▶ [Exercise directions]: Please restate the listing word for word, omitting the images.

▶ [Materials provided]:
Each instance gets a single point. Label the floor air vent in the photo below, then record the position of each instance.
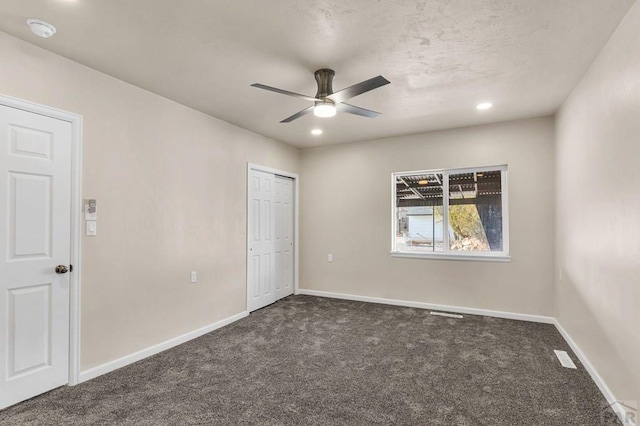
(565, 359)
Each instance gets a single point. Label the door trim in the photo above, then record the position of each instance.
(76, 220)
(296, 179)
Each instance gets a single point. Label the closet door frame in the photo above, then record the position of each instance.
(296, 198)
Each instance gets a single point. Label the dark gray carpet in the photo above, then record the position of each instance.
(314, 361)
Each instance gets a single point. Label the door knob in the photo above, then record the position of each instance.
(61, 269)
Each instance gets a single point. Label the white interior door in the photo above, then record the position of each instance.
(35, 220)
(261, 228)
(284, 208)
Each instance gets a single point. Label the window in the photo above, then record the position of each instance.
(453, 214)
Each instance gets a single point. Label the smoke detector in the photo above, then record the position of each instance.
(41, 28)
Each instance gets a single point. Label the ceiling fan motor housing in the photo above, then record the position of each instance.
(324, 78)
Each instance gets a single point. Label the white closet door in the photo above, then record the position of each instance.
(261, 228)
(35, 220)
(284, 208)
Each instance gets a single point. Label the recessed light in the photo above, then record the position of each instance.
(41, 28)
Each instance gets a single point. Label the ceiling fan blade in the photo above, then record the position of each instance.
(352, 109)
(285, 92)
(358, 89)
(298, 115)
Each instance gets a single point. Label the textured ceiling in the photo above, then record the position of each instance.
(441, 56)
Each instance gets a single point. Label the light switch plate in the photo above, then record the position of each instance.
(92, 228)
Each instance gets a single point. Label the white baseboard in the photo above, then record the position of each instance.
(94, 372)
(432, 306)
(606, 392)
(616, 405)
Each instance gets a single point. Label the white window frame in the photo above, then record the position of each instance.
(491, 256)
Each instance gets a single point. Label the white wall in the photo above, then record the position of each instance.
(170, 184)
(598, 212)
(346, 211)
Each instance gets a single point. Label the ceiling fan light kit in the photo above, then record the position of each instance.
(324, 109)
(326, 103)
(41, 28)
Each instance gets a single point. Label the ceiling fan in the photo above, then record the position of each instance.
(326, 102)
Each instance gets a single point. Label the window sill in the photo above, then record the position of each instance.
(450, 256)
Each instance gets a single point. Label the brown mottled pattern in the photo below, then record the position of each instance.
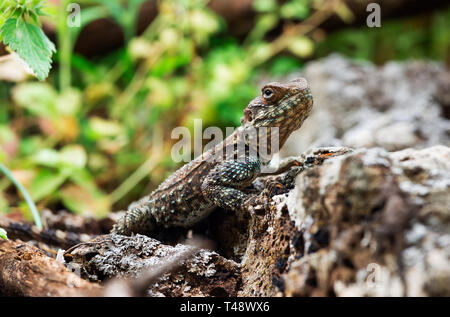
(192, 192)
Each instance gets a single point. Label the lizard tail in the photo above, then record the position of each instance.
(26, 232)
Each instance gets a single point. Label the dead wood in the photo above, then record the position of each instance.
(27, 271)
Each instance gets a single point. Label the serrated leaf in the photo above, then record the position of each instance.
(30, 43)
(3, 234)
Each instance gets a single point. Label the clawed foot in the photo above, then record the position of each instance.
(256, 204)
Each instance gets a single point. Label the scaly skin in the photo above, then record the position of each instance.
(193, 191)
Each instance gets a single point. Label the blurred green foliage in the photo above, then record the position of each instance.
(96, 135)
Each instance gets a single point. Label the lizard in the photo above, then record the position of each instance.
(216, 178)
(192, 192)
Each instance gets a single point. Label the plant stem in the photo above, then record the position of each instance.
(65, 48)
(30, 203)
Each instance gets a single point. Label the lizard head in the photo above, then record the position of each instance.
(285, 106)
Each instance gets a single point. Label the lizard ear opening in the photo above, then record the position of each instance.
(271, 93)
(247, 115)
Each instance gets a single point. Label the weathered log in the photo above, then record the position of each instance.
(114, 256)
(27, 271)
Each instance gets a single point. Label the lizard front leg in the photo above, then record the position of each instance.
(223, 185)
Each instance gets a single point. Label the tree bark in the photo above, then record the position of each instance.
(27, 271)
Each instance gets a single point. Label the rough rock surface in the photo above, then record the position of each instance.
(367, 223)
(396, 106)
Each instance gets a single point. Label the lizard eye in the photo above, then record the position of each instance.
(267, 93)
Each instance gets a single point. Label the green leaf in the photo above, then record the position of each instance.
(46, 183)
(38, 98)
(30, 42)
(265, 5)
(3, 234)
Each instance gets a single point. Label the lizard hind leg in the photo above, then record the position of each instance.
(138, 219)
(222, 186)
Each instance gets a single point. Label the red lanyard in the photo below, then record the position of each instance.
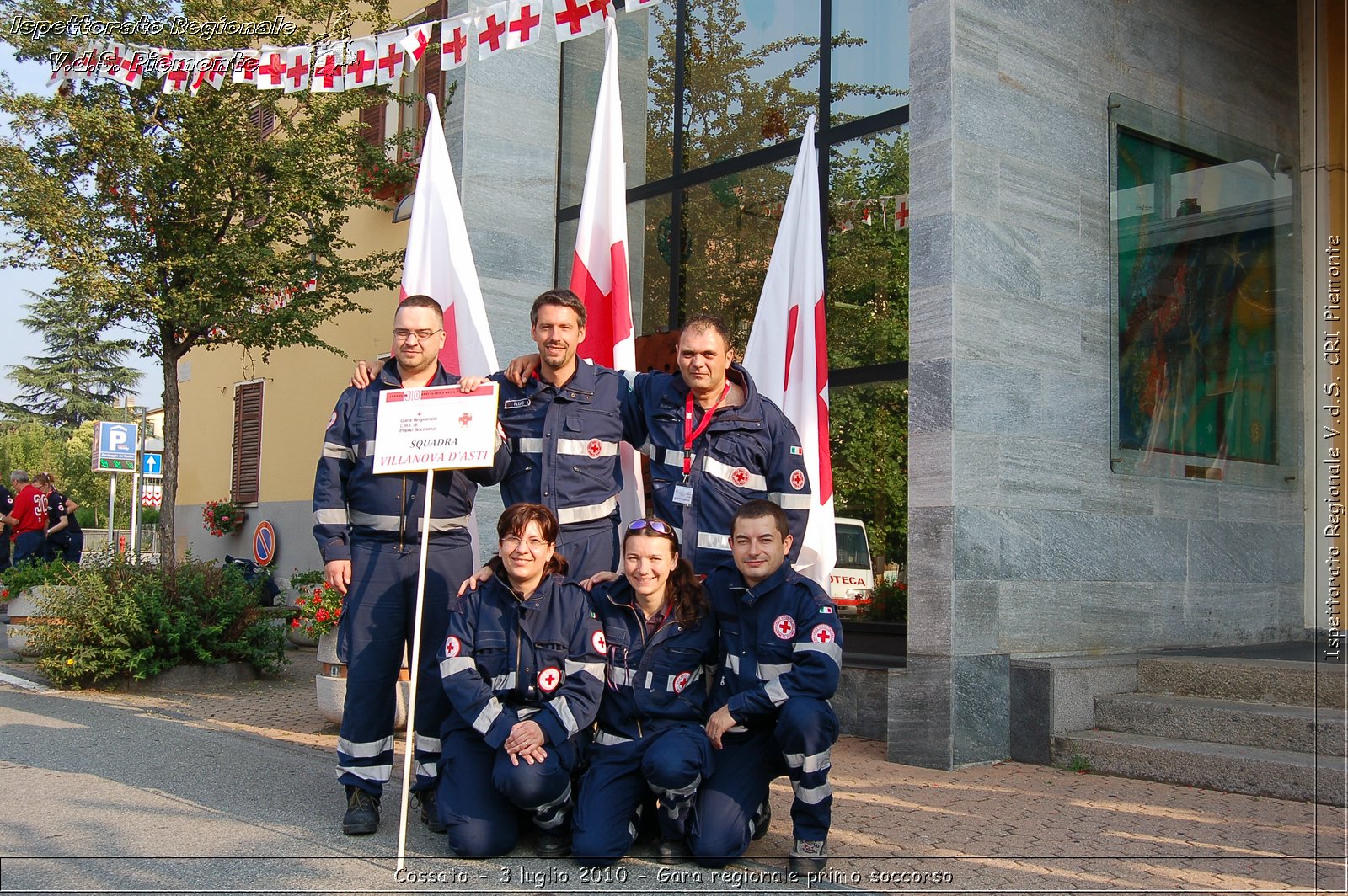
(689, 433)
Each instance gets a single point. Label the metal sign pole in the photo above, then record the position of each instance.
(415, 662)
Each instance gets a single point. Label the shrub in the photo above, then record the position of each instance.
(889, 603)
(121, 620)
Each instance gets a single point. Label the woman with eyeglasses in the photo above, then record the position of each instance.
(651, 738)
(523, 667)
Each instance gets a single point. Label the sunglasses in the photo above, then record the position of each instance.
(660, 525)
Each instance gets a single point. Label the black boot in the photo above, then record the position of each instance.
(361, 812)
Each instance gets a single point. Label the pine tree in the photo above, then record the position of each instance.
(78, 376)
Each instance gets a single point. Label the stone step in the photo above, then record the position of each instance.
(1303, 729)
(1239, 770)
(1257, 680)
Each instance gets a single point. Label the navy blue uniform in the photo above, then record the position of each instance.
(781, 659)
(509, 659)
(67, 543)
(651, 727)
(565, 456)
(375, 523)
(748, 451)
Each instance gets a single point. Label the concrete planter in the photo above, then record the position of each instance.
(24, 610)
(330, 684)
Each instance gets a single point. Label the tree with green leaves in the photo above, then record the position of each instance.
(195, 221)
(78, 376)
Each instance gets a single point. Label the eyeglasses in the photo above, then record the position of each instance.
(532, 545)
(402, 336)
(660, 525)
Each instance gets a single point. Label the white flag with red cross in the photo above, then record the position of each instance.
(388, 67)
(271, 71)
(577, 18)
(246, 67)
(182, 69)
(453, 40)
(361, 62)
(491, 29)
(417, 42)
(329, 73)
(212, 71)
(525, 24)
(298, 67)
(788, 355)
(438, 260)
(599, 269)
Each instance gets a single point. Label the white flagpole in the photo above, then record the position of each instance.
(410, 748)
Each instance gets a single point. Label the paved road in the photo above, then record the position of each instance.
(101, 797)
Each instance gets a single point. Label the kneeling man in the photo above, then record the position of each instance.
(781, 658)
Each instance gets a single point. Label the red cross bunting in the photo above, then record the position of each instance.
(179, 77)
(391, 60)
(549, 680)
(361, 65)
(297, 71)
(274, 67)
(491, 33)
(526, 22)
(573, 13)
(329, 71)
(115, 62)
(455, 46)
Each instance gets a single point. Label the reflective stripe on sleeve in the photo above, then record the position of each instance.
(829, 650)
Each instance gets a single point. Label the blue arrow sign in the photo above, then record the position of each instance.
(152, 464)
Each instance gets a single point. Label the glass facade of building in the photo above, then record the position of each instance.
(725, 88)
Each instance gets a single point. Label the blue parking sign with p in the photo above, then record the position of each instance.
(115, 448)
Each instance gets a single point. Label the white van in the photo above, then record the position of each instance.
(853, 579)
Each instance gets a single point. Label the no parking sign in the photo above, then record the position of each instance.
(265, 543)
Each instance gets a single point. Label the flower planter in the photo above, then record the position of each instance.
(330, 684)
(24, 610)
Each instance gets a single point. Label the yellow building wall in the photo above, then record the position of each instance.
(301, 387)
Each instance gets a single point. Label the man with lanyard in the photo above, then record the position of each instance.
(564, 424)
(781, 660)
(714, 442)
(29, 519)
(368, 529)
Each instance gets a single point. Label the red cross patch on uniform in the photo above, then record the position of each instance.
(549, 680)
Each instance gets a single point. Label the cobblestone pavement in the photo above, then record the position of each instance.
(1003, 828)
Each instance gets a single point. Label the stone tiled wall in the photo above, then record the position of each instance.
(1022, 541)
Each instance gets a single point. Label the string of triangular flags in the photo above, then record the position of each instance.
(340, 65)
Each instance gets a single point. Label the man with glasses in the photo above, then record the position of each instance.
(564, 424)
(368, 529)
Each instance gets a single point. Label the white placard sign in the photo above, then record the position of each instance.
(436, 428)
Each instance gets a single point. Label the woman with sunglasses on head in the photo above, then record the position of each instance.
(523, 667)
(650, 740)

▶ [Output for this exercise]:
Each instance gets a single point. Label the floor air vent in the photo below, then record the position of each instance.
(565, 359)
Each instance gets a single point. Label the door trim in the photo above, then record the position of each instance.
(76, 220)
(296, 179)
Each instance gets a single point. Label the closet door frame in the photo above, then record the position of each instance.
(296, 198)
Each instance gets a single point. Label the dark gray carpet in the photo above, then record the position of each instance.
(314, 361)
Each instance gets a single point. Label the door knob in the photo above, then record the position of each instance.
(61, 269)
Each instance gets a single point. Label the white interior door in the photo above, then record the position of each instance.
(35, 220)
(261, 228)
(284, 208)
Each instance gets a single point. Label the window in the photo above, then record the position of each instance.
(453, 214)
Each instance gets a single point. Label the smoke detector in the photo above, then record the position of each instance.
(41, 28)
Each instance gets a single point. Label the ceiling fan motor housing in the photo above, then record the position of each instance.
(324, 78)
Each instance gets a single point. Label the white closet door in the photo above, then record the position of each instance.
(261, 228)
(35, 220)
(284, 208)
Each instance gets a single point. Label the recessed light in the photo above, then record the position of each instance.
(41, 28)
Each instance gets a single point. Label the ceiling fan blade in the photo above, then record the position of each instance.
(352, 109)
(285, 92)
(358, 89)
(298, 115)
Each instance gets a single point. Label the textured ceiling in the photo above, then record the position of each instance.
(441, 56)
Each instance gets a single point. Label the light switch plate in the photo above, then record the position of each instance.
(92, 228)
Each instance gets a single point. Label the white baseboard in the photo above, then record the position of each instance.
(94, 372)
(432, 306)
(606, 392)
(616, 405)
Each instance gets a single point. Label the white window frame in the photo above, then record the position of each instance.
(491, 256)
Each instance gets a single point. Label the white wall in the photo above, then record the position of each instance.
(170, 184)
(598, 212)
(346, 211)
Each instance gets a single point. Label the ceiling fan light kit in the photo above, then record the position of each instance.
(324, 109)
(326, 103)
(41, 28)
Each instance gets a single point. Label the ceiling fan in the photo above, then record the position of each instance.
(326, 102)
Each instance gets a single point. Label the window sill in the photo above, then record the position of each instance.
(450, 256)
Each instance gets a single point. Label the brown mottled pattern in the photo below, then record the position of each instance.
(192, 192)
Each instance gets a single point. Label the lizard tail in the photo above, then record the position of each instance.
(26, 232)
Each instance gets a single point. Label the dead wood in the photo above, then record the position of each instance.
(27, 271)
Each instance gets a single point. Label the serrated leaf in the photo above, then record the position of each instance.
(30, 43)
(3, 234)
Each instance gets a single point. Label the clawed foot in the photo above, then record the position of each instance.
(256, 204)
Each instance gets a single point. Label the scaly skin in the photo above, then record the position of each instance.
(193, 191)
Each instance gets a single point. Label the blurred green foliage in the photo above, then record the position of each instance.
(96, 135)
Each instance gets a single point. Label the lizard in the photo above, then record the position of each instance.
(216, 178)
(192, 192)
Each instance gets a single point. Label the plant stem in the photo above, then record the position of each instance.
(65, 48)
(30, 203)
Each instance gets a single point. Label the lizard head in the photo above, then record the position of each instance.
(285, 106)
Each instance gets a single point. Label the lizard ear opening in the photo above, then record the position of each instance.
(271, 93)
(247, 115)
Each instance gets a single point. Label the weathered log in the photo above, then record the position of each instance.
(114, 256)
(27, 271)
Each instance gets a single point. Label the lizard front leg in the photo above, then record the position of each instance.
(223, 185)
Each instance gets a single point. Label the tree bark in the photo above, then record the position of each instance.
(27, 271)
Each instance gets a single point. Label the rough rock surface in the photo above, then record the position of each instance.
(367, 223)
(396, 106)
Each instance gets a single point. Label the lizard eye in the photo above, then record the position of each instance.
(267, 93)
Each instance gets a single point. Label the green leaf in the photo above, then record the position of each instance.
(46, 183)
(38, 98)
(30, 42)
(265, 5)
(3, 234)
Each instance gets a single point. Label the lizard hind leg in the photo above, then record the position of each instance.
(138, 219)
(222, 186)
Each instance gets a single point. Label the red lanyard in the photo below, then record the position of each instance.
(689, 433)
Each instance gets a single point. Label the metal sign pole in the photo above, then record the position of each instance.
(415, 662)
Each instance gets a single point. Label the shrub in the photo above, then record the position of each instance.
(889, 603)
(121, 620)
Each instance gets a single point. Label the woman with eyeglasses in the photo above, then record the position of each instance.
(651, 738)
(523, 667)
Each instance gets a single point. Label the sunglasses in the photo above, then record the position of each instance.
(660, 525)
Each instance gets a single point. Label the black boot in the photo above, then record the position of each instance.
(361, 812)
Each instance gets a single point. Label the pine tree in the photo above, then record the position of each instance.
(78, 376)
Each instance gets a single point. Label the stone step in the photo above, then record the position of each instance.
(1303, 729)
(1239, 770)
(1257, 680)
Each instance gets a single point. Label the navy blue uniform in the photo above, then record the position of each instance.
(781, 659)
(509, 659)
(67, 543)
(651, 727)
(565, 456)
(375, 523)
(748, 451)
Each instance gets a single point. Label the concrete planter in the photo above, then record the position of each instance.
(24, 610)
(330, 684)
Each instance gets a single point. Label the tree with green leaves in the photo above, then record the position of each instance.
(195, 221)
(78, 376)
Each instance gets a single point. Label the eyeglasses in the photo above, then record the position of each instance.
(532, 545)
(402, 336)
(660, 525)
Each instance gets a single point. Label the white flag with red cross in the photo above, then record the position of each instance.
(388, 67)
(271, 71)
(577, 18)
(246, 67)
(182, 69)
(453, 40)
(361, 62)
(491, 29)
(417, 42)
(329, 73)
(212, 71)
(525, 24)
(298, 67)
(788, 355)
(438, 260)
(599, 269)
Each instance gets a single point. Label the white flagpole in the photo above, then record the position of each instance.
(410, 748)
Each instance gets a single point. Label the paved road in the photo above, then record the position of each instance.
(101, 797)
Each instance gets a single point. Label the kneeling man in the photo above, then record the position of each instance.
(781, 658)
Each instance gets a single point. Label the red cross bunting in the photo above, then record the position of each instance.
(179, 77)
(391, 60)
(549, 680)
(361, 65)
(297, 71)
(274, 67)
(491, 33)
(526, 22)
(573, 13)
(329, 71)
(115, 62)
(455, 46)
Each instance gets a single point. Label the reflective stripe on sleeve in the photo above, then record the position of each instance.
(829, 650)
Each instance gets a single point. Label the blue arrow sign in the photo above, then record the position of each instance.
(152, 464)
Each instance gets a single point. Label the glass facade of building in the photo above, then record the position of each instance.
(725, 88)
Each instance gets a single point. Label the blue parking sign with p in the photo above, then record the position of each instance.
(115, 448)
Each instance gets a single point. Label the white van in the photo above, then record the position of each instance.
(853, 579)
Each instance gets a single point. Label the no parking sign in the photo above, then record the position of each instance.
(265, 543)
Each instance gets a single point. Label the flower planter in the photo above, then record the position of each instance.
(330, 684)
(24, 610)
Each instance gets a single point. Label the yellow building wall in the photo above, then record the position of each instance.
(301, 387)
Each instance gets a single point. Label the man with lanyard in the photo above, then record the position of each instance.
(564, 424)
(781, 660)
(714, 442)
(29, 519)
(368, 529)
Each instance gets a single point. Label the red cross patch on uniform in the photo above, then record the position of each instance.
(549, 680)
Each instance gets a single point. Label the cobblestone pavement in the photo above, then record the position of each instance.
(1003, 828)
Each instance gets a single point. Label the stone tiled wall in the photo above, then record the position of each instance.
(1022, 541)
Each instance gets a single point. Label the string of triangular flags in the photo above, then record the position of each instance.
(340, 65)
Each instance gets a single point. Label the man with glasses in the photo above, then record the position of each instance.
(564, 424)
(368, 529)
Each instance gets a single point. Label the white placard sign in the photo above, then record the position of each instance.
(436, 428)
Each instance gets a single point. Label the woman with sunglasses on head in the photo above, then record the position of each instance.
(523, 667)
(650, 740)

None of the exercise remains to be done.